Exercise brief – Reproduce every one of the following records verbatim, line for line, with no changes.

Task inputs –
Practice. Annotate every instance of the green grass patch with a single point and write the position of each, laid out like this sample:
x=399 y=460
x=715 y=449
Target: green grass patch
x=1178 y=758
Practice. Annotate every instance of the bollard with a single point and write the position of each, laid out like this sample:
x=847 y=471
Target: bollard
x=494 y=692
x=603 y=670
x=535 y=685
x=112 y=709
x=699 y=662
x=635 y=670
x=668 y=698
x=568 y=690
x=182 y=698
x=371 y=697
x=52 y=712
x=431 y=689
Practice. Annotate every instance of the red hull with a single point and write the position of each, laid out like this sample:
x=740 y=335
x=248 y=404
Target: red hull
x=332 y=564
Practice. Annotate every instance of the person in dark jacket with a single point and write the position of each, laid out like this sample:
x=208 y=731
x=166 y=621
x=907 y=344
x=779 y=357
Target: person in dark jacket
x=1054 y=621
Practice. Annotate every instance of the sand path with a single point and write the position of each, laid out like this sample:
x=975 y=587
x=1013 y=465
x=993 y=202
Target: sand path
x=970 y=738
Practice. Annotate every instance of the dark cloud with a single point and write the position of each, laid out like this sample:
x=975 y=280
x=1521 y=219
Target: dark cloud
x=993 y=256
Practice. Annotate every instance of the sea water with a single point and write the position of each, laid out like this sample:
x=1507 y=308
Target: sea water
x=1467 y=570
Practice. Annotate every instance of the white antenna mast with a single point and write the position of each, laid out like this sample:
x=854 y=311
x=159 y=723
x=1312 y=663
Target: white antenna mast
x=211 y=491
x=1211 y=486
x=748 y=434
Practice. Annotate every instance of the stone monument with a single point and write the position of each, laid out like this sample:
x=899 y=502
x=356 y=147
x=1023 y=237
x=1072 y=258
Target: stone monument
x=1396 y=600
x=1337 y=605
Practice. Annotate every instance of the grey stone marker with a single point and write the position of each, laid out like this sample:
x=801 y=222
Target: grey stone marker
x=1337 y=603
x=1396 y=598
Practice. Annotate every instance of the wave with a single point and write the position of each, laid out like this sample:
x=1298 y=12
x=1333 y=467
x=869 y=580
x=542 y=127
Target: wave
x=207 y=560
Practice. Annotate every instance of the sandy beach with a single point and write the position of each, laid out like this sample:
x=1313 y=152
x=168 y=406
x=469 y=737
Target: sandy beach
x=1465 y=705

Full response –
Practice. Annotate every instance of the green grass patch with a single point and write the position of each, laid out like this sample:
x=399 y=460
x=715 y=449
Target: green grass patch
x=1178 y=758
Practice. Annotate every instance of the bollard with a single point and write the position of each, laid out like this sample:
x=847 y=471
Target: bollard
x=494 y=692
x=603 y=670
x=535 y=685
x=112 y=709
x=699 y=662
x=635 y=670
x=668 y=698
x=568 y=690
x=182 y=698
x=371 y=697
x=52 y=712
x=431 y=689
Practice. Annotate every instance of the red hull with a single point and write the position of each, laid out like this sample:
x=740 y=335
x=248 y=404
Target: red hull
x=332 y=564
Practice. Annotate every instance of the person in dark jacket with a single point and write the position of each, laid out like this sample:
x=208 y=731
x=166 y=621
x=907 y=344
x=779 y=357
Target: person in dark jacket
x=1054 y=621
Practice. Annotate every instance of the sand path with a single point and write the position of each, laid out like this sample:
x=975 y=587
x=1013 y=465
x=993 y=202
Target: sand path
x=970 y=738
Practice. Annotate every instance of the dark cloud with a single point and write the position of each, laid out like this sample:
x=975 y=280
x=1521 y=219
Target: dark cloud
x=993 y=256
Practice. Annotate every instance of the sea water with a single point and write the position of each, laid out like this sample:
x=1507 y=308
Target: sea water
x=1467 y=570
Practice. Annotate every instance of the white antenna mast with a single point and write the position of each, laid out like this sample:
x=854 y=311
x=159 y=723
x=1312 y=663
Target: white antenna mast
x=211 y=491
x=1211 y=486
x=748 y=434
Practice. Annotate every instance of the stone monument with a single point and write the position of each, laid out like this sample:
x=899 y=502
x=356 y=147
x=1023 y=237
x=1072 y=258
Target: stone monument
x=1396 y=600
x=1337 y=605
Practice. Annotate every instance of the grey stone marker with a single point and write the position of each, laid out like this sample:
x=801 y=222
Target: grey stone marker
x=1337 y=603
x=1396 y=598
Practice. Annotate every instance of the wave with a single point and write the position of each, laid out like this sample:
x=1298 y=12
x=1333 y=467
x=869 y=580
x=542 y=127
Target: wave
x=207 y=560
Practice. Annotate every instance of the sandy beach with a single point and write the position of each, laid out like this sample:
x=1313 y=152
x=168 y=406
x=469 y=737
Target: sandy beach
x=1465 y=705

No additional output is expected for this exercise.